Would you restate, exactly as they appear, the lines from the one containing "Can you find the jar" through the end of the data below?

---------- WORKING DATA

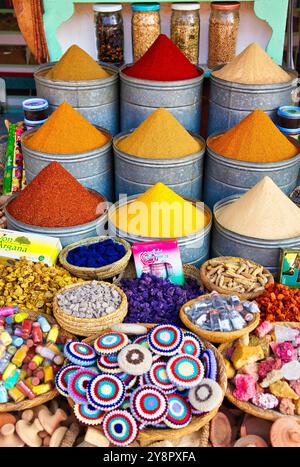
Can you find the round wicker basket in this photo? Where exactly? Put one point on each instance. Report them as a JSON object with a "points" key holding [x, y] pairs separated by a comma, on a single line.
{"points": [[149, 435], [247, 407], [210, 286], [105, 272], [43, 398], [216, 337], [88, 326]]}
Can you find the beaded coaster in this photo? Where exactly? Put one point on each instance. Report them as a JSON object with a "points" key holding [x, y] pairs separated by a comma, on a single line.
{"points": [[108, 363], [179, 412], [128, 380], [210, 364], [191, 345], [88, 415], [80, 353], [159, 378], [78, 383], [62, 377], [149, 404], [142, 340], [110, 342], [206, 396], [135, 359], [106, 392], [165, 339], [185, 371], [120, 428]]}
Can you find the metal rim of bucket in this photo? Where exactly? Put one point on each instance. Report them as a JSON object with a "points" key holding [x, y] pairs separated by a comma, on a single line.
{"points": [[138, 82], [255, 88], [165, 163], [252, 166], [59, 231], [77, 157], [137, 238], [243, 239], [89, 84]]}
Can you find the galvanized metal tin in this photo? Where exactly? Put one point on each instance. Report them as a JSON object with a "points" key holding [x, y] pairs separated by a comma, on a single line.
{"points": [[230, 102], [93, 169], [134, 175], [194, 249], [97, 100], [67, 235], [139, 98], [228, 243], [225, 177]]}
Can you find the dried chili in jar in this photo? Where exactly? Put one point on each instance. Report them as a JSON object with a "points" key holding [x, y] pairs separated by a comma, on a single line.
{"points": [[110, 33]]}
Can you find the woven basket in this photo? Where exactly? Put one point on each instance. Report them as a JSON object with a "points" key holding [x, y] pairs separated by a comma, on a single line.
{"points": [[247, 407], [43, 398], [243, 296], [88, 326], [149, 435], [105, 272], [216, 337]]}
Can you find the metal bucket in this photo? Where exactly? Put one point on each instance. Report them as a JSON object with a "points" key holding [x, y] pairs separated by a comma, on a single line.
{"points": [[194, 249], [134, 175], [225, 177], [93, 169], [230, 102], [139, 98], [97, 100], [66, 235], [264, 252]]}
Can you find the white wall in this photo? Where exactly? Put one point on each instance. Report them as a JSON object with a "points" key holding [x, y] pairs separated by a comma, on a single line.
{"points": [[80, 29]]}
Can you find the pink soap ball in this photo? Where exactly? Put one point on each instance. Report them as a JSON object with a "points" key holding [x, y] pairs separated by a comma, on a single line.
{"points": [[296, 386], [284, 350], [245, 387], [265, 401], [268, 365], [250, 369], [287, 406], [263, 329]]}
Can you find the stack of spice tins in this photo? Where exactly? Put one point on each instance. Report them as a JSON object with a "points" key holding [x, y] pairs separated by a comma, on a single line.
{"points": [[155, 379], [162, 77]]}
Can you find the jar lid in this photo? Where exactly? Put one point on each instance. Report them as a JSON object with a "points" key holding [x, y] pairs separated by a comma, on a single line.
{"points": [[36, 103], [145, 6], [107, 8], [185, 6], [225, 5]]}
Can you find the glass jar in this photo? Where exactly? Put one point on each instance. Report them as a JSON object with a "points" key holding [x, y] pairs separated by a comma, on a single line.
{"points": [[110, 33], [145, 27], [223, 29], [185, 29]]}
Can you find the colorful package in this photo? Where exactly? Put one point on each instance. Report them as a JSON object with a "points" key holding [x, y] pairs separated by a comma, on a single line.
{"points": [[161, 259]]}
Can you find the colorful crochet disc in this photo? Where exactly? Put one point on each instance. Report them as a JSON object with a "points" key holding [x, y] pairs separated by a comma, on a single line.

--------------------

(SOLUTION FOR THIS PROBLEM)
Can you find the jar lid in this photo? Where exactly? Put one point on each instance. Report them as a JSON object with a "points" key holding [x, y] pairs separated by a comma, on a single line.
{"points": [[36, 103], [145, 6], [107, 8], [185, 6], [225, 5]]}
Can you find the glass jar in this photo? Where exactly? Put one point on each instance. Report them as a JSON object with a "points" key holding [x, y] pairs separated by a comma, on a single line.
{"points": [[110, 33], [145, 27], [223, 29], [185, 29]]}
Can you find the colorful package in this photo? Where exactly? Put one point on each instance. Report them as a JSON object with a "points" key holding [x, y] pairs separated by a comma, on a single line.
{"points": [[161, 259]]}
Can you find the colorful crochet disc in this photo? Where exactly? Put one point on each instance. Report them as a JSON object with a "points" key holding [x, y] pairs separated by a comma, on a single line.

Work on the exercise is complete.